Social video sharing app TikTok’s notorious algorithm has been caught circulating anti-LGBTQ+ content, adding to its long track record of homophobic actions.

A new analysis from progressive media watchdog Media Matters is drawing attention to an uptick in anti-LGBTQ+ content on the platform. The Tuesday report also indicates that the app’s recommendation algorithm, which determines the videos that appear on a viewer’s main page, has been pushing content that encourages violence and hate speech directed against queer people.

According to Media Matters, viewing or liking even just one video with anti-LGBTQ+ overtones led to a barrage of similar content appearing on users’ “For You” pages. That term refers to the app’s signature homepage, where the algorithm aggregates a stream of curated content based on the viewer’s interests determined by what videos they like.

Common trends among the videos included content that encouraged violence against LGBTQ+ people and videos celebrating homophobic speech or actions. One recommended video, for instance, showed a TikTok user laughing at an account of being pushed up against a wall and called an anti-gay slur. Another showed a video of an animated fight scene with overlaid text that read “Me when I see a Lgbtq Transboy.”

Media Matters noted that increases in violent rhetoric can lead to increases of real-life violence. A recent Federal Bureau of Investigations (FBI) report revealed an uptick in hate crimes directed at LGBTQ+ people, and 2021 is rapidly shaping up to be the most deadly year on record for trans and gender nonconforming people in the U.S.

This is nowhere near TikTok’s first offense. The algorithm has come under fire for censoring LGBTQ+ content creators and hashtags in the past, when users noticed that searches for “gay” or “transgender” in languages like Russian or Arabic yielded no results. The app also shadowbanned some political hashtags, including ones like “#acab” (which stands for “all cops are bastards”) and “#fuckthepolice,” which were often used on videos critiquing police violence.

▶ _WORK REQUEST 1_
Reproduce the stretch of the TikTok article from "Media Matters noted" through "in the U.S.", word for word.
▶ _WORK REQUEST 2_
Extend the article on TikTok's anti-LGBTQ+ recommendations, starting after its final sentence.

▶ _EXTRACTED INFORMATION_
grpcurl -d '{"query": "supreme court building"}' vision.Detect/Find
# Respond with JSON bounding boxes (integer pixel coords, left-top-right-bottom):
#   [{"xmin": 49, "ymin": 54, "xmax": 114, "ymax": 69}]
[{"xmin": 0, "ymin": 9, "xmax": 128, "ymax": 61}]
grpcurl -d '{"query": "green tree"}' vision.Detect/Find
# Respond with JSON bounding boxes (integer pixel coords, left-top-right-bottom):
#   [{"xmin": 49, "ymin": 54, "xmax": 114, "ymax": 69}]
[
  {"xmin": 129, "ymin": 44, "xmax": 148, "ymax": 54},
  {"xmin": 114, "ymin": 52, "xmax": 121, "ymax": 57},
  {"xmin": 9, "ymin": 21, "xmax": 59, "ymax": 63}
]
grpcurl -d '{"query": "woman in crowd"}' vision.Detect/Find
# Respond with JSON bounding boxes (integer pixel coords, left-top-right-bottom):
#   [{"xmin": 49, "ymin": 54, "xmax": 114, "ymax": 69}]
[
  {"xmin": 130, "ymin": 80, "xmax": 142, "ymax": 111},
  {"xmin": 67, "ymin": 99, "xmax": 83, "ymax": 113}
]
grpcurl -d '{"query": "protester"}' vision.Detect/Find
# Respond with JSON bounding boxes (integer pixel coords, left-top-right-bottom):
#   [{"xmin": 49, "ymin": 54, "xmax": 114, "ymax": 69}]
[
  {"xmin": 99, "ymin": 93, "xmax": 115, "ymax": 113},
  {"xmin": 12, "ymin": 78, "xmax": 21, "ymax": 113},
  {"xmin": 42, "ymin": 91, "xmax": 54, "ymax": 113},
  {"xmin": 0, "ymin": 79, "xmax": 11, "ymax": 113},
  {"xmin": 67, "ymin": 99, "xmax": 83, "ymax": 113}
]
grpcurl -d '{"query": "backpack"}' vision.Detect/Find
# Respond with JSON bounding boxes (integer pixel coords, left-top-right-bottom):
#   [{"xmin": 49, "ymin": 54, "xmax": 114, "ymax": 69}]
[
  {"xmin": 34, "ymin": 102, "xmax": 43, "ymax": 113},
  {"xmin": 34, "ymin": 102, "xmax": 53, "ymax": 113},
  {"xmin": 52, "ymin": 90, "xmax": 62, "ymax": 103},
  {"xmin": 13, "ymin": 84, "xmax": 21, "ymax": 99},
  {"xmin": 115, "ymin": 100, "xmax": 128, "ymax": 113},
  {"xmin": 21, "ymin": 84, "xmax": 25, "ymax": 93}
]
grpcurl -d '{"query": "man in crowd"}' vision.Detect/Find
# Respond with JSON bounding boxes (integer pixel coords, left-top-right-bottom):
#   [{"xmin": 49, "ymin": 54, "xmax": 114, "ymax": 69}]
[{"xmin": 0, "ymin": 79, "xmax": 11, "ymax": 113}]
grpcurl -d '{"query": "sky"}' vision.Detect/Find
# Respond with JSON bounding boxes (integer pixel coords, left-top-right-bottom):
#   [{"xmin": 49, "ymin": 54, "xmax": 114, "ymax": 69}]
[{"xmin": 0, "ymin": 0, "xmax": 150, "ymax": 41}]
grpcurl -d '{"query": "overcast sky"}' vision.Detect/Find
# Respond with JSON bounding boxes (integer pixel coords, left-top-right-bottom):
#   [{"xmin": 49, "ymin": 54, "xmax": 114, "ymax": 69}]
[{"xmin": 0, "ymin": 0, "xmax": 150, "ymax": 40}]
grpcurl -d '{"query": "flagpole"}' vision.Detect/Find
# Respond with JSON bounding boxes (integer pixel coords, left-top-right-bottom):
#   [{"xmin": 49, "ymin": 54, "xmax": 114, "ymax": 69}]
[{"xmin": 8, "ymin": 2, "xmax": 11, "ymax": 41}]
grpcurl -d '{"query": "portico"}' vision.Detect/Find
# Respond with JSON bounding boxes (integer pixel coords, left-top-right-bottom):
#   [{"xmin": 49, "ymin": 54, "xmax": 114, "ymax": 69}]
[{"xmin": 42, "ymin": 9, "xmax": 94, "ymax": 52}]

▶ _TASK OUTPUT 1_
Media Matters noted that increases in violent rhetoric can lead to increases of real-life violence. A recent Federal Bureau of Investigations (FBI) report revealed an uptick in hate crimes directed at LGBTQ+ people, and 2021 is rapidly shaping up to be the most deadly year on record for trans and gender nonconforming people in the U.S.

▶ _TASK OUTPUT 2_
An earlier Media Matters analysis also revealed that the algorithm was pushing far-right content that was supposedly prohibited under the app’s terms of service. This included videos encouraging conspiracy theories like QAnon to users, many of whom are young children. According to a 2020 report from Insider, over a third of the app’s user base is 14 or younger.

The app’s lack of transparency and track record of bias has drawn criticism in the past, particularly from content creators who are queer, disabled, fat, or people of color. A 2020 investigation from The Intercept revealed that TikTok moderators had been instructed to suppress and censor posts, including those featuring individuals who were “ugly” or “obese,” as well as videos that took place in settings that were percied as impoverished.

TikTok also came under fire for similar censorship in 2019.

In an effort to draw attention to these disturbing trends, LGBTQ+ media advocacy organization GLAAD recently released a Social Media Safety Index, which it bills as the “first-ever baseline evaluation of the LGBTQ user safety experience across the social media landscape.” The organization found every social media platform, including other platforms like Facebook, Twitter, YouTube, and Instagram, to be “effectively unsafe for LGBTQ users.”

GLAAD provided recommendations to increase safety for queer and trans people on social media. These included introducing community guidelines that spell out LGBTQ+ protections, improving content moderation policies, combating misinformation, and confronting bias in AI and algorithmic technologies.

Woman in bed using phone

Bias in these systems often disproportionately impacts LGBTQ+ people and people of color. Facial recognition systems, for example, are notoriously bad at identifying faces of Black and trans people.

But despite its clear homophobic track record, TikTok has also been celebrated in recent years as a source of queer content and connection for young people, particularly youth who may not have access to community. This is particularly true during the COVID-19 pandemic, in which LGBTQ+ people have been cut off from in-person networks.

“Social media is a lifeline for LGBTQ people, but too often we face real harm that goes unchecked by the platforms,” said GLAAD President and CEO Sarah Kate Ellis in a recent announcement about the Social Media Safety Index. “LGBTQ policies and product updates have long been low on priority lists, even as the tech industry is finally waking up to the issues that marginalized communities face on their platforms.”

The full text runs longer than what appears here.